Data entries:
┌──

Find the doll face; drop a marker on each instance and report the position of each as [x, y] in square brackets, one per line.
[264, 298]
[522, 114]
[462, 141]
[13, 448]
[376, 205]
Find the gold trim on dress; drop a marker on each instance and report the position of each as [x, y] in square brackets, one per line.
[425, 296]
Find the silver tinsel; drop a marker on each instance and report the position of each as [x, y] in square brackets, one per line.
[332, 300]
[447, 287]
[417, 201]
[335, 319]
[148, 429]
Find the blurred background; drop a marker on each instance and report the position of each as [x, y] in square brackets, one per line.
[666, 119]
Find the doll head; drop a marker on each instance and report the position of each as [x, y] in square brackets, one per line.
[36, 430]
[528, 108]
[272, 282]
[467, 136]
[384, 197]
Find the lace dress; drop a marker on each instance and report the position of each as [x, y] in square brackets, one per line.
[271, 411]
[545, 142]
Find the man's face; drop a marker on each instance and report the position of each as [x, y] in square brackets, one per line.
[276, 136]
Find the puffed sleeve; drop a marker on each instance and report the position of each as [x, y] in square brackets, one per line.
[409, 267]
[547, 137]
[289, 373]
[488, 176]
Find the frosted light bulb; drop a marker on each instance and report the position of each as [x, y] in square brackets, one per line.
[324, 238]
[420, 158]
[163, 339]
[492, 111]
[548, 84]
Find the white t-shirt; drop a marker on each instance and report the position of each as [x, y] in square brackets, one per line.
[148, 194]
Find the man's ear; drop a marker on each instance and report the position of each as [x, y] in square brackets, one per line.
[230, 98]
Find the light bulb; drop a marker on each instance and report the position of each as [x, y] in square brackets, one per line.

└──

Retype the items from the line containing "Find the man's ear;" through the final line of the items. Reproduce each line verbatim.

Find the man's ear; drop a marker on each instance and report the position of each as [x, y] in square brackets, one per line.
[230, 98]
Find the light bulb; drop a marker on each instance and report the position of each as [x, y] in square brackets, one per line.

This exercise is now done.